Which lines in the data below contain the string "handle"? Select each of them and copy it in full, matching case exactly.

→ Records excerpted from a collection
↓

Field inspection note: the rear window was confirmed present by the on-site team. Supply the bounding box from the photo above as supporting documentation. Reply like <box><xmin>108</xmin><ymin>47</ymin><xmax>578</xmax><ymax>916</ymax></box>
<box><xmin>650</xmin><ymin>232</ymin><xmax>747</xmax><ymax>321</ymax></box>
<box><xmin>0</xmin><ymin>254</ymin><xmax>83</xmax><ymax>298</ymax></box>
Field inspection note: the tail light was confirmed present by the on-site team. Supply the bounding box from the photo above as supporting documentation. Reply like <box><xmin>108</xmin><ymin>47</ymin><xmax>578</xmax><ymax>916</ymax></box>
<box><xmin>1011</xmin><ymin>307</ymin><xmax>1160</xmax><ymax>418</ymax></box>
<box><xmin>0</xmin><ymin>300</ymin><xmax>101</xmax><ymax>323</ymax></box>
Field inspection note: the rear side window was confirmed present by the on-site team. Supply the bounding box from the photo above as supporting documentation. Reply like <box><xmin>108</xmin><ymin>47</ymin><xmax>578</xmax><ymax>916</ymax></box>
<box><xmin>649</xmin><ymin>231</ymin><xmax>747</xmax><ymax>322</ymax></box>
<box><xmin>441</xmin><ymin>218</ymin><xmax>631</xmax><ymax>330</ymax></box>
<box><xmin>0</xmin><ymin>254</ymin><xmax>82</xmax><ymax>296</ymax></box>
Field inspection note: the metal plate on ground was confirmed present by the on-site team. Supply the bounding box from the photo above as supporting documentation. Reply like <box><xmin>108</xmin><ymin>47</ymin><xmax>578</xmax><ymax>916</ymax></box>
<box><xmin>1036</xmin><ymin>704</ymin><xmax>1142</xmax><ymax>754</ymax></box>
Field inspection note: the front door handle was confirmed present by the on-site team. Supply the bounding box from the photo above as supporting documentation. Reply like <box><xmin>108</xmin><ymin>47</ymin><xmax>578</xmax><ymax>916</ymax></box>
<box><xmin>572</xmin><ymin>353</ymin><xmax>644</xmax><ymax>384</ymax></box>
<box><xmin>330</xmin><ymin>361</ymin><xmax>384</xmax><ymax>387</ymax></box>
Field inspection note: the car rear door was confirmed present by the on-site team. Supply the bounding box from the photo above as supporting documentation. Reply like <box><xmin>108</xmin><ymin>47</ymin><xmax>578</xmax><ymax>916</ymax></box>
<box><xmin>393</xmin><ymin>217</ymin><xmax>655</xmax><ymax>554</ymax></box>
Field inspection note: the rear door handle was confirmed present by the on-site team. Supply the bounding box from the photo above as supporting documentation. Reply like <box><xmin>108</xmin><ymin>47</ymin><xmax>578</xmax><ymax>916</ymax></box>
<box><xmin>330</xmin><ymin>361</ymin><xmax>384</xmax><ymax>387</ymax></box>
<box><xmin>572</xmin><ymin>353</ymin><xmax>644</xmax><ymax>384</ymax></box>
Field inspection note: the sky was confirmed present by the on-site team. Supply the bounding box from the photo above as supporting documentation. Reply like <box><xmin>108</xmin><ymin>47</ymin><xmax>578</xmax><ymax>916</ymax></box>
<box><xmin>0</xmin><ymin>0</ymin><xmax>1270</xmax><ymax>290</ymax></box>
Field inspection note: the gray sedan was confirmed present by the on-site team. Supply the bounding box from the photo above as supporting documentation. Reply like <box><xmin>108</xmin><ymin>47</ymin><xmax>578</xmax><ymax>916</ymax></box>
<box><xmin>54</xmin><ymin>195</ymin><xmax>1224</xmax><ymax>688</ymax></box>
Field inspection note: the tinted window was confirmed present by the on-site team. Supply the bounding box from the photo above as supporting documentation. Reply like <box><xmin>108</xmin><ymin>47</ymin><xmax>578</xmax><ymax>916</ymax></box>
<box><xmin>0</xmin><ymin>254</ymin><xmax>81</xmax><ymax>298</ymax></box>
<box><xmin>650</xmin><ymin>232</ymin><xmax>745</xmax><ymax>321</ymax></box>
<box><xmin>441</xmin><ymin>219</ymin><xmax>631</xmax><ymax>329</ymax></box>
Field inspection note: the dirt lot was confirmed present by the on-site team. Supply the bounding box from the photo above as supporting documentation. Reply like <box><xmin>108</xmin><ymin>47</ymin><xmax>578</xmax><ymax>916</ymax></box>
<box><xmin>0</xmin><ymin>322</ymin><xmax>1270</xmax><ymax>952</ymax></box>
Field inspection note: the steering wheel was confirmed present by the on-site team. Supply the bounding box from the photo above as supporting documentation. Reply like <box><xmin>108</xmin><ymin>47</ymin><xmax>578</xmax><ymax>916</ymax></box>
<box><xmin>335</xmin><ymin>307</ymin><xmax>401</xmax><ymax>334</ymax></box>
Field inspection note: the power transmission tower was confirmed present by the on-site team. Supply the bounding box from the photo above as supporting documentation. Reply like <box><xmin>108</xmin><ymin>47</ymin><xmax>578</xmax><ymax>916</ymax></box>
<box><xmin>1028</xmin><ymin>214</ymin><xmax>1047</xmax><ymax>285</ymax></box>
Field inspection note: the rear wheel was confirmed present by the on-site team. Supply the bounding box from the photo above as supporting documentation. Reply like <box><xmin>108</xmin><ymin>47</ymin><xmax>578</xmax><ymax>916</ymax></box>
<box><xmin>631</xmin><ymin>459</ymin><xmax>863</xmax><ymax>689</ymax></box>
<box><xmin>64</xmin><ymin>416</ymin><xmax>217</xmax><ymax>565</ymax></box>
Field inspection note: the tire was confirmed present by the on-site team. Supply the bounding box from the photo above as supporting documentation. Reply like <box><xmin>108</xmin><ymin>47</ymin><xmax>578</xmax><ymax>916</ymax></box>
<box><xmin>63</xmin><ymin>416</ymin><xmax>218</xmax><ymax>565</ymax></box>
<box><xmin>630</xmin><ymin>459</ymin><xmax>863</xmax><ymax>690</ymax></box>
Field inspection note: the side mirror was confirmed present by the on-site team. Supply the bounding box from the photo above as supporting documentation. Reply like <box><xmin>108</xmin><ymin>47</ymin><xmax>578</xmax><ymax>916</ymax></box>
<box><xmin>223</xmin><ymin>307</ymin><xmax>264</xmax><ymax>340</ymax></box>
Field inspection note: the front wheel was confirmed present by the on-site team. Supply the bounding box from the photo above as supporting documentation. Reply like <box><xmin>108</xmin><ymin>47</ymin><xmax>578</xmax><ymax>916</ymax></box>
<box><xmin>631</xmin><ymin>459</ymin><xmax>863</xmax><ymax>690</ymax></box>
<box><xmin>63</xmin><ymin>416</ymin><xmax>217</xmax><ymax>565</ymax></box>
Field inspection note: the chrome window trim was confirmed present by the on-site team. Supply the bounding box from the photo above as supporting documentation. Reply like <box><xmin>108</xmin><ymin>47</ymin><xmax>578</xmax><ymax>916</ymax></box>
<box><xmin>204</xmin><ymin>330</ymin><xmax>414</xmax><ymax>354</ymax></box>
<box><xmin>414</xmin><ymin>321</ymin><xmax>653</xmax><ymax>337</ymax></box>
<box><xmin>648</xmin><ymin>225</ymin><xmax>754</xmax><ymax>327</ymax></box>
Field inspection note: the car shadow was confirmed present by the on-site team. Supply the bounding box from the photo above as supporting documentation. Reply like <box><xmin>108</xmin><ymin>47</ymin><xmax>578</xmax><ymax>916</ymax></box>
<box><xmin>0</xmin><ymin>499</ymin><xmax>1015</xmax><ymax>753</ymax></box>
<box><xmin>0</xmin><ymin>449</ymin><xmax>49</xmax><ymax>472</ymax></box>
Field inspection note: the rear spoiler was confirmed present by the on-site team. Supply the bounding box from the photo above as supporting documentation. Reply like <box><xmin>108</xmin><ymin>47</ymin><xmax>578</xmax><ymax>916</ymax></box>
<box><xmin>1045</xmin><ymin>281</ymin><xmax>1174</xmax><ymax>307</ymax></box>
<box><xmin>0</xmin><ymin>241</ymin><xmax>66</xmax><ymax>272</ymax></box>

↑

→ FINAL RESULT
Field inspection note: the front door handle was confirmed present by the on-site team. Supply the bounding box from the photo above as supporting documentation. Reply like <box><xmin>108</xmin><ymin>47</ymin><xmax>578</xmax><ymax>916</ymax></box>
Field inspection note: the rear door handle was confirmed present by the on-site team. Supply the bounding box from the photo above as supporting documentation. Reply like <box><xmin>108</xmin><ymin>47</ymin><xmax>578</xmax><ymax>916</ymax></box>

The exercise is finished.